**GIVEN EXERCISE**
Your copy of the material must match it exactly, except that pictures are dropped.

====================

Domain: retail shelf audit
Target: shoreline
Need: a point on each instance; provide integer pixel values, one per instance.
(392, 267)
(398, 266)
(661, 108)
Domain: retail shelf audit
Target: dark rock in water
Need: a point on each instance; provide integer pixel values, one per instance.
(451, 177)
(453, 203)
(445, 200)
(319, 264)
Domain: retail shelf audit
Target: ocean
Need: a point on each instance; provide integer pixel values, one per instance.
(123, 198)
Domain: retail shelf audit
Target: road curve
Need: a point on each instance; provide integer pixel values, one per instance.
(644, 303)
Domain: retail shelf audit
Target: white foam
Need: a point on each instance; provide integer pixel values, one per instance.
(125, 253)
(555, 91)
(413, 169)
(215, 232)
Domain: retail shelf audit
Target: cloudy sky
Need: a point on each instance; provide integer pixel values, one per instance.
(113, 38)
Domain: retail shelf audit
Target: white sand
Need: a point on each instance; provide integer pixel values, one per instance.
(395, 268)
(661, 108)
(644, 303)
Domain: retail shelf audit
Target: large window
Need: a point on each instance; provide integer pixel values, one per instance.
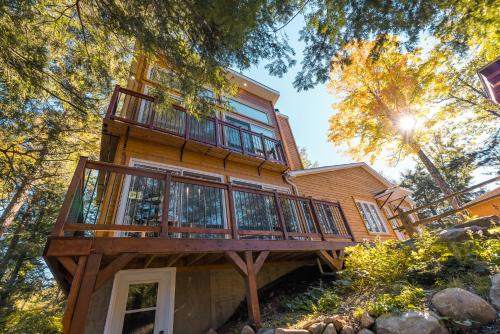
(248, 111)
(190, 205)
(371, 216)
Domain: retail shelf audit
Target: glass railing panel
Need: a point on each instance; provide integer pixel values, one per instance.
(170, 119)
(255, 212)
(198, 206)
(202, 130)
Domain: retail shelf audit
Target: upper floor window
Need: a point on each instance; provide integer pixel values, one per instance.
(371, 216)
(248, 111)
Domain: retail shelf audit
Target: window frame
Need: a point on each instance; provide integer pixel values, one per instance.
(165, 300)
(377, 210)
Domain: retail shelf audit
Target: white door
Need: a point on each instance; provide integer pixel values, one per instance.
(142, 302)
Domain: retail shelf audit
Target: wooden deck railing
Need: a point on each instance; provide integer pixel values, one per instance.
(139, 109)
(104, 199)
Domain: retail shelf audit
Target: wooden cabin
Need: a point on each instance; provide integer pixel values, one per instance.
(185, 218)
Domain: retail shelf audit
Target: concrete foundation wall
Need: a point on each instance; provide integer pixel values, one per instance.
(204, 298)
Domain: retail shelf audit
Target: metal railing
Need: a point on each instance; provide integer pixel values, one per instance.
(104, 199)
(139, 109)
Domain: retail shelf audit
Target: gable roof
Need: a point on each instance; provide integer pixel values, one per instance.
(326, 169)
(489, 194)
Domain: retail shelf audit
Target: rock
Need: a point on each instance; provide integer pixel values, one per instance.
(338, 321)
(495, 291)
(330, 329)
(291, 331)
(247, 330)
(365, 331)
(266, 331)
(366, 320)
(461, 305)
(347, 330)
(308, 323)
(317, 328)
(410, 323)
(484, 222)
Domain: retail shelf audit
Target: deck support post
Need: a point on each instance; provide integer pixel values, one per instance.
(73, 293)
(248, 269)
(82, 304)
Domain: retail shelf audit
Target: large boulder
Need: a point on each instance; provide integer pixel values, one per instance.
(495, 291)
(365, 331)
(247, 330)
(337, 320)
(410, 323)
(330, 329)
(366, 320)
(462, 305)
(317, 328)
(485, 222)
(291, 331)
(347, 330)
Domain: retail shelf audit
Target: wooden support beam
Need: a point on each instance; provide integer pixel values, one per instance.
(237, 262)
(77, 325)
(149, 260)
(73, 293)
(171, 261)
(195, 258)
(259, 262)
(68, 264)
(252, 295)
(334, 264)
(111, 269)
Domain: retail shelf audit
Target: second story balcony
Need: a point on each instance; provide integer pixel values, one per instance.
(219, 137)
(107, 200)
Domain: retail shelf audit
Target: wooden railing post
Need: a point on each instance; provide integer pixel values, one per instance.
(58, 229)
(112, 104)
(263, 141)
(281, 218)
(216, 131)
(241, 140)
(188, 124)
(166, 202)
(344, 220)
(316, 219)
(232, 215)
(152, 116)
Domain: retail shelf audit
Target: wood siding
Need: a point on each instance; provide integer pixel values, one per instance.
(346, 185)
(288, 140)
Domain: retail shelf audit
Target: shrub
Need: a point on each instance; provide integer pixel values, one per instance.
(410, 298)
(376, 264)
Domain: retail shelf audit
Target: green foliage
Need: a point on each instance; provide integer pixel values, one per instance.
(315, 300)
(396, 275)
(457, 26)
(409, 298)
(374, 265)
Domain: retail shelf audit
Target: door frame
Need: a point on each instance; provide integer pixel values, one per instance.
(117, 303)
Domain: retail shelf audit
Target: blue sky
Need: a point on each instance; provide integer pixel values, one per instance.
(309, 112)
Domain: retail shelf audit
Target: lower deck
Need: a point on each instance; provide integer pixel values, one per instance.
(209, 277)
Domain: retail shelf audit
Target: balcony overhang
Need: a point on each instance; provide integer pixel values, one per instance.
(121, 128)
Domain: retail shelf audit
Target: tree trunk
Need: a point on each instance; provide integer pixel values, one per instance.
(437, 177)
(15, 204)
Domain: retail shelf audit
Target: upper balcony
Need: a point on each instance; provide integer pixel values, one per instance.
(108, 200)
(209, 135)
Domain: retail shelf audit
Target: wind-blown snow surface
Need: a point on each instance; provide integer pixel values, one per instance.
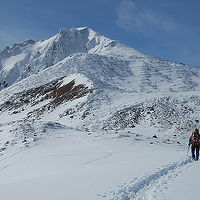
(86, 117)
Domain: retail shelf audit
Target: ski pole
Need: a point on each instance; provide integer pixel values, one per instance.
(187, 151)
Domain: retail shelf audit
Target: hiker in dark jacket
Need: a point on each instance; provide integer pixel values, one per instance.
(195, 142)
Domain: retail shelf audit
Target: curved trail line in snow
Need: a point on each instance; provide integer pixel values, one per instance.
(53, 156)
(98, 159)
(147, 187)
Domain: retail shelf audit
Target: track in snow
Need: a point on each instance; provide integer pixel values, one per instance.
(150, 186)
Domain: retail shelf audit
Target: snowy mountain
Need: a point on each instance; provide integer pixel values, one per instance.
(75, 110)
(81, 79)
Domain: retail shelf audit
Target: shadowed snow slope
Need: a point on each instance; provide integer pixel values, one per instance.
(75, 111)
(86, 81)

====================

**FINAL RESULT**
Domain: retail shelf audit
Target: shoreline
Need: a point on each instance; provide integer pixel values, one per instance.
(392, 267)
(398, 266)
(661, 108)
Domain: retail shelf audit
Target: dark rock in water
Need: a point on each instance; provide integer pixel values, one per instance.
(451, 177)
(453, 203)
(445, 200)
(319, 264)
Domain: retail shelf audit
Target: ocean
Need: a point on each instance; provide integer pixel values, one per instance.
(123, 198)
Domain: retail shelf audit
Target: road curve
Need: a point on each instance; provide integer pixel values, one per instance.
(644, 303)
Domain: retail shelf audit
Target: white foam
Need: a point on each instance; provide integer pixel values, one per instance.
(125, 253)
(555, 91)
(413, 169)
(215, 232)
Domain: retail shelf audit
Target: cloudy sky
Need: a point on each instance; provide integer pixel values, one per instance.
(113, 38)
Domain: retail shelf audit
Target: white sand
Need: a point on each instance; provide integer pixel values, one per instance.
(395, 268)
(661, 108)
(644, 303)
Domain: retail shelf audit
Target: large window
Need: a point on each instance; provide integer pixel values, one per instance.
(248, 111)
(190, 205)
(371, 216)
Domain: retail shelf audit
Target: glass railing panel
Need: a point on each instance; provide integer pixel values, one per instance.
(170, 119)
(255, 212)
(198, 206)
(202, 130)
Domain: retail shelf audit
Target: upper floor window
Need: a point on each instance; provide integer pixel values, one per instance.
(371, 216)
(248, 111)
Domain: retail shelf audit
Target: window frame
Need: a point on each instance; provide integer pixel values, one per instance.
(165, 300)
(377, 210)
Domain: retail shelf audit
Target: white door
Need: a point on each instance; provide integer pixel values, one per instance.
(142, 302)
Domain: retail shelf audit
Target: wooden deck railing
Need: a point on each instance; provide integer pixel values, one per instance.
(139, 109)
(104, 199)
Domain: retail shelf audit
Target: wooden cabin
Need: a point on each instance; provide integer pixel values, one per instance.
(185, 218)
Domain: retail shelf audit
Target: concrete foundation wall
Need: a point on each instance; provide integer pixel values, one per instance.
(204, 298)
Domain: retail shelf audit
Target: metal railing
Need: a point on each instance; provide integer pixel values, one per instance.
(104, 199)
(139, 109)
Domain: retail shelf audit
Target: gable roof
Need: a point on each instance; provide integer pixel values, one per instance.
(326, 169)
(489, 194)
Domain: retail shelf audit
Target: rock
Need: a point on each instance; provide integer pixel values, one per instance.
(338, 321)
(495, 291)
(330, 329)
(291, 331)
(247, 330)
(365, 331)
(266, 331)
(366, 320)
(461, 305)
(347, 330)
(308, 323)
(317, 328)
(410, 323)
(484, 222)
Domain: retail shelf audit
Target: deck support post
Need: a point on each instance; provide integer pixel values, one per instance.
(73, 293)
(248, 269)
(82, 304)
Domain: retail shelf audit
Target: large boulder
Need: a point on each instance; provide integer pixel values, one per instance.
(495, 291)
(365, 331)
(247, 330)
(337, 320)
(410, 323)
(330, 329)
(366, 320)
(462, 305)
(317, 328)
(485, 222)
(291, 331)
(347, 330)
Domain: retail shelf audit
Target: wooden support beam
Need: a point on each instance; provide integer pixel values, one per instance.
(237, 262)
(77, 325)
(149, 260)
(73, 293)
(171, 261)
(195, 258)
(259, 262)
(68, 264)
(252, 295)
(334, 264)
(111, 269)
Domain: retail shelf audit
Target: second story balcony
Need: a point on each instance; provide integer pixel values, one per instance.
(219, 137)
(107, 200)
Domain: retail shelf audit
Target: wooden railing post
Need: a point on each instance; provide integer pixel values, one per instance.
(58, 229)
(112, 104)
(263, 141)
(281, 218)
(216, 131)
(241, 140)
(188, 124)
(166, 202)
(344, 220)
(316, 219)
(232, 215)
(152, 116)
Domain: retail shelf audit
Target: wood siding
Need: a point on each instance; provide integer pixel values, one per instance.
(346, 185)
(288, 140)
Domain: retail shelf audit
Target: shrub
Need: a point on each instance; provide integer pixel values, one per instance.
(410, 298)
(376, 264)
Domain: retail shelf audit
Target: green foliage
Need: a point on each instance; provide integer pixel values, one per instance.
(315, 300)
(396, 275)
(457, 26)
(409, 298)
(374, 265)
Domain: retail shelf audit
Target: door frame
Need: a point on each instance; provide integer pixel values, one per instance.
(117, 303)
Domain: retail shelf audit
Target: blue sky
Need: a point on each instance; provide integer pixel values, one per instance.
(309, 112)
Domain: retail shelf audit
Target: lower deck
Need: a point on each instance; provide integer pixel values, one per instance.
(209, 277)
Domain: retail shelf audit
Target: balcony overhang
Need: a point on each instance; provide integer pixel values, one per instance.
(121, 128)
Domain: retail shelf audit
Target: tree trunk
Need: a point on each instance; provide integer pixel values, one per instance.
(437, 177)
(15, 204)
Domain: retail shelf audit
Target: upper balcony
Need: a point on each instance; provide integer pixel values, one per instance.
(108, 200)
(209, 135)
Domain: retail shelf audit
Target: wind-blown snow surface
Need: a point on each instance; provide integer pixel values, one per instance.
(86, 117)
Domain: retail shelf audit
Target: ski pole
Need: a point on each instance; provide integer pixel values, one per instance.
(187, 151)
Domain: retail shelf audit
Target: hiker in dark jacket
Need: a point on each instance; provide integer pixel values, one per instance.
(195, 142)
Domain: retail shelf audit
Target: curved trail line in snow
Need: a point on each instance; provide integer pixel values, one per instance.
(53, 156)
(98, 159)
(147, 187)
Domain: retail shelf audit
Target: track in snow
Need: a point on each instance; provide integer pixel values, one per instance.
(150, 186)
Domain: retail shelf audit
Target: snowy mountain
Need: a point on each instance; provide integer pixel values, one per instance.
(75, 110)
(81, 79)
Domain: retail shelf audit
Target: shadowed snow slope
Need: a point on each instance; provide integer pixel values, one per instance.
(75, 111)
(86, 81)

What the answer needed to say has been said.